== What the exercise asks ==
Take the lines of the data below from the one containing "Annotate the sidewalk" through the end of the data, and change "Annotate" to "Mark" wherever it occurs in them. Write those lines out again with everything else left unchanged.

--- Records for this task ---

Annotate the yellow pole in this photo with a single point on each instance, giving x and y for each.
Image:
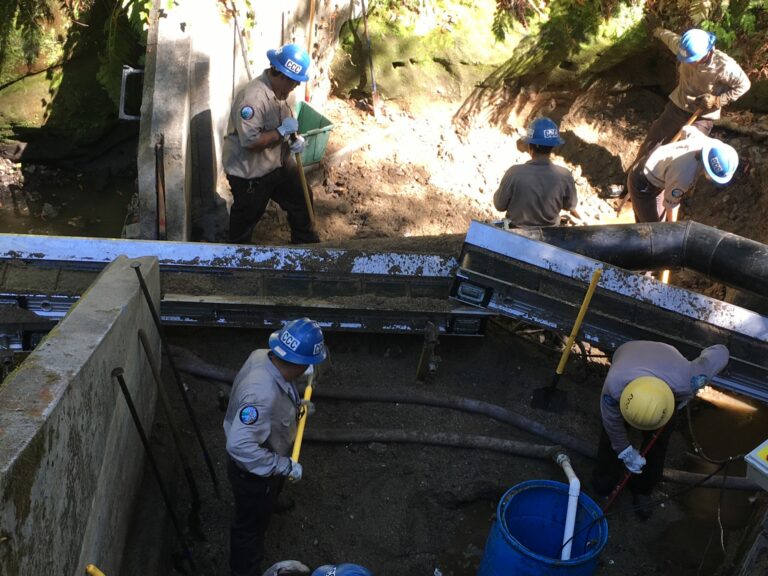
(582, 311)
(302, 420)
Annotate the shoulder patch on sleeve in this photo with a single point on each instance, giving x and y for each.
(246, 112)
(248, 414)
(610, 401)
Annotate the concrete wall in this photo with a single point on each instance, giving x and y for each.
(194, 65)
(70, 456)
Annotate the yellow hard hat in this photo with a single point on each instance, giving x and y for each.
(647, 403)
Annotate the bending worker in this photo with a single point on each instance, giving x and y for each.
(534, 193)
(674, 169)
(708, 79)
(646, 383)
(260, 426)
(258, 149)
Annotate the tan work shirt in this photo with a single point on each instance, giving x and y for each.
(255, 110)
(646, 358)
(261, 419)
(675, 167)
(534, 193)
(721, 76)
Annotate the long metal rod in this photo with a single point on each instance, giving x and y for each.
(194, 513)
(117, 374)
(177, 376)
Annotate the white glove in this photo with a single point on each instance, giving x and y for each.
(632, 459)
(297, 144)
(289, 126)
(294, 473)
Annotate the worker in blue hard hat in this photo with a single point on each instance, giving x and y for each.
(258, 149)
(659, 183)
(534, 193)
(646, 384)
(708, 79)
(260, 427)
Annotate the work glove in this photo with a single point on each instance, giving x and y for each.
(289, 126)
(297, 144)
(294, 474)
(698, 382)
(708, 102)
(308, 406)
(632, 459)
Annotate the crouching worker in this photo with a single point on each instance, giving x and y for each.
(534, 193)
(260, 426)
(646, 384)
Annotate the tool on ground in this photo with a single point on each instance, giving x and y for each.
(117, 374)
(177, 376)
(627, 475)
(376, 99)
(675, 138)
(549, 397)
(303, 418)
(194, 512)
(304, 185)
(309, 42)
(162, 233)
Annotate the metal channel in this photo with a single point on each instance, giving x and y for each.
(543, 285)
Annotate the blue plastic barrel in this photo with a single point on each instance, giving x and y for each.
(527, 536)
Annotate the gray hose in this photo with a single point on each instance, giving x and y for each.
(434, 438)
(192, 365)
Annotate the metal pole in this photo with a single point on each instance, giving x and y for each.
(117, 374)
(177, 376)
(194, 513)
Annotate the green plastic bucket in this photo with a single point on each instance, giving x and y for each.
(316, 129)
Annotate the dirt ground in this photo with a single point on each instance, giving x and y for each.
(423, 510)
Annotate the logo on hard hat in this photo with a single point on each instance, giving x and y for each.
(294, 67)
(289, 341)
(717, 167)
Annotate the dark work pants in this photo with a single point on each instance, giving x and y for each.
(609, 469)
(647, 199)
(666, 126)
(252, 196)
(255, 498)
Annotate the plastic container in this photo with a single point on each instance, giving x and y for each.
(316, 129)
(526, 538)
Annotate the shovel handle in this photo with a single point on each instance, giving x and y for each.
(302, 421)
(575, 330)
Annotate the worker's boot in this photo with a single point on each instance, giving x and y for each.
(643, 506)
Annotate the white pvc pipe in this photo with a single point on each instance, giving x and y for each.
(574, 487)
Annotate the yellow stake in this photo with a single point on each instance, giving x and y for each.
(303, 419)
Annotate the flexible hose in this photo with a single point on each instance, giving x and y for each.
(192, 365)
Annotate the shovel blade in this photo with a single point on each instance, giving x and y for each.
(548, 398)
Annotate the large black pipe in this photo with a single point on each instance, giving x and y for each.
(722, 256)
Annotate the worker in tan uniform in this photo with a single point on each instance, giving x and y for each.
(534, 193)
(260, 426)
(708, 79)
(660, 182)
(258, 149)
(645, 385)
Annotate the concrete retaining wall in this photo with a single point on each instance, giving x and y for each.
(70, 456)
(194, 65)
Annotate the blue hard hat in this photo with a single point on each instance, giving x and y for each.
(543, 132)
(720, 161)
(694, 45)
(342, 570)
(291, 60)
(299, 342)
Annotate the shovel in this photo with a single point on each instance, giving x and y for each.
(549, 397)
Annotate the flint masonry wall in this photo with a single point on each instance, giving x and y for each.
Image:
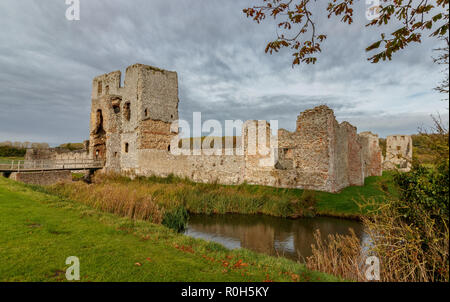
(371, 154)
(132, 128)
(56, 154)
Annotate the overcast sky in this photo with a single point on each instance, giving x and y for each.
(47, 64)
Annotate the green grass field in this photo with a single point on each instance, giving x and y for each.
(38, 231)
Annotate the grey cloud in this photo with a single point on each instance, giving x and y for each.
(47, 65)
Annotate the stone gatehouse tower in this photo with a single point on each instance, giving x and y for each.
(132, 127)
(136, 116)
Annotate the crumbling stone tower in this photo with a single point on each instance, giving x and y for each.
(398, 153)
(135, 117)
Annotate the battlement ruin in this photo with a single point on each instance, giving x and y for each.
(132, 129)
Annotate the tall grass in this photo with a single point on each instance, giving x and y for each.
(167, 200)
(406, 252)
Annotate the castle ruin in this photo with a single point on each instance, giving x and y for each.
(132, 127)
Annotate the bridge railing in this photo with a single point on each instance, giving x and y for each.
(43, 165)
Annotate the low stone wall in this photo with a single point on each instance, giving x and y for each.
(225, 169)
(56, 154)
(42, 178)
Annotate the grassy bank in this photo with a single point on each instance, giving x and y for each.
(166, 200)
(38, 231)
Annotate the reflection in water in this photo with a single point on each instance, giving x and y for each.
(265, 234)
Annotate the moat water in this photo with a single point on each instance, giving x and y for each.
(290, 238)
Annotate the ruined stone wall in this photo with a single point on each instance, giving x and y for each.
(398, 153)
(260, 156)
(131, 130)
(225, 169)
(136, 116)
(350, 156)
(371, 154)
(42, 178)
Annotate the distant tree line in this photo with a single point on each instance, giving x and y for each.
(18, 149)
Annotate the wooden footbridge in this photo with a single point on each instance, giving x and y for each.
(50, 165)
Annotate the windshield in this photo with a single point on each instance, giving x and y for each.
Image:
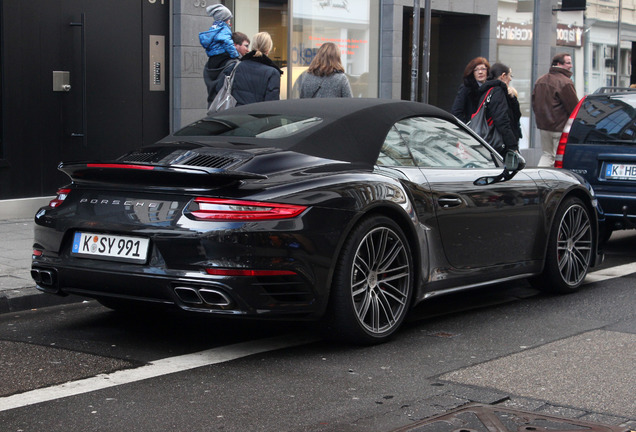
(268, 126)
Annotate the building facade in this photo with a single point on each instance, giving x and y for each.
(91, 80)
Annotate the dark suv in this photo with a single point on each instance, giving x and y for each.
(599, 143)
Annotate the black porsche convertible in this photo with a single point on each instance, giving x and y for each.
(348, 211)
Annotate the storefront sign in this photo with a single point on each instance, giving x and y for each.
(348, 11)
(569, 35)
(521, 34)
(514, 34)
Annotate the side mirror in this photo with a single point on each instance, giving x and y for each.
(513, 161)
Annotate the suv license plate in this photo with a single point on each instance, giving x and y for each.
(111, 247)
(620, 171)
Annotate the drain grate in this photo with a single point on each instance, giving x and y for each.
(488, 418)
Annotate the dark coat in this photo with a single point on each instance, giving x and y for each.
(257, 79)
(502, 113)
(467, 100)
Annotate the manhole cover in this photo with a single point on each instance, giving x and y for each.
(487, 418)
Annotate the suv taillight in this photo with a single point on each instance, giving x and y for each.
(558, 159)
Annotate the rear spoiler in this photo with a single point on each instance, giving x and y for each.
(152, 175)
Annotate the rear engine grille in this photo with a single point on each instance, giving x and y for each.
(211, 161)
(139, 157)
(188, 158)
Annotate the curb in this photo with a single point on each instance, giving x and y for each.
(31, 298)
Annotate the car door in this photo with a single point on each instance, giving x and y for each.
(479, 225)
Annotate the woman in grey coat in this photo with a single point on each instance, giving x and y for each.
(325, 76)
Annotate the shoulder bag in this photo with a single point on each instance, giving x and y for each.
(224, 99)
(485, 127)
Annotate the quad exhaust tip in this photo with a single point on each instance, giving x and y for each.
(202, 296)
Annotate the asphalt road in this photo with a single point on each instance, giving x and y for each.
(82, 367)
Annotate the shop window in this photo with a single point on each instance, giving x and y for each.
(353, 25)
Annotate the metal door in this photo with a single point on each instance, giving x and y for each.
(84, 79)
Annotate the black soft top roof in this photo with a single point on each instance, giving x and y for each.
(353, 129)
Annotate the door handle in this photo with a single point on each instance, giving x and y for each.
(448, 201)
(82, 25)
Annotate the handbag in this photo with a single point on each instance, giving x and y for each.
(224, 99)
(485, 127)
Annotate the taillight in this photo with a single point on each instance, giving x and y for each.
(558, 159)
(59, 199)
(246, 272)
(225, 209)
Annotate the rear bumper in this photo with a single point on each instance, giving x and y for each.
(619, 209)
(263, 296)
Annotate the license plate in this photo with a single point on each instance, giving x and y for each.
(111, 247)
(620, 171)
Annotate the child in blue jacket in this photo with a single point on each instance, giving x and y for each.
(219, 47)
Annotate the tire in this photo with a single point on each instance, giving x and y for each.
(570, 248)
(373, 284)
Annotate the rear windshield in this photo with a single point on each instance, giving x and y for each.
(268, 126)
(605, 119)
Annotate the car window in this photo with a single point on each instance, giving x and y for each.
(437, 143)
(604, 119)
(257, 126)
(394, 151)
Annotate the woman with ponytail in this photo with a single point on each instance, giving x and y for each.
(257, 78)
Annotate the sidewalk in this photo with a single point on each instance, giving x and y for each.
(17, 289)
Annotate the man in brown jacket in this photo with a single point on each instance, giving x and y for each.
(553, 99)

---

== In response ==
Mark the sidewalk in this photo with a single point on each instance, giving x and y for each.
(17, 289)
Mark the man in brown jacket in this photo with a single point on each instance, giving x and y for each.
(553, 99)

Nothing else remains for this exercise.